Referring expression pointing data
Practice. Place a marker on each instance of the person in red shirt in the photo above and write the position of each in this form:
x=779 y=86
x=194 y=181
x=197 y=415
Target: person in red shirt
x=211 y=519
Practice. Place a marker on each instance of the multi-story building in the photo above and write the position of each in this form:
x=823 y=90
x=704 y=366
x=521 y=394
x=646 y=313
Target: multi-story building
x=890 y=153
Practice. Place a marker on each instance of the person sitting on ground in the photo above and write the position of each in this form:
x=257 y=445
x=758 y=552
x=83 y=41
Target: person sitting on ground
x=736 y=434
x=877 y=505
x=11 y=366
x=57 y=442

WHAT THE TASK ASKS =>
Reproduce every line of the records containing the string "this".

RESULT =>
Practice. Place a marker on each instance of the person in red shirt in the photo above and write the position of each in this form:
Practice. Place a marker on each instance of the multi-story building in the photo above and write the position of each in this form:
Practice. Place a marker on each instance of the person sitting on ground in the photo above and write the position of each in this form:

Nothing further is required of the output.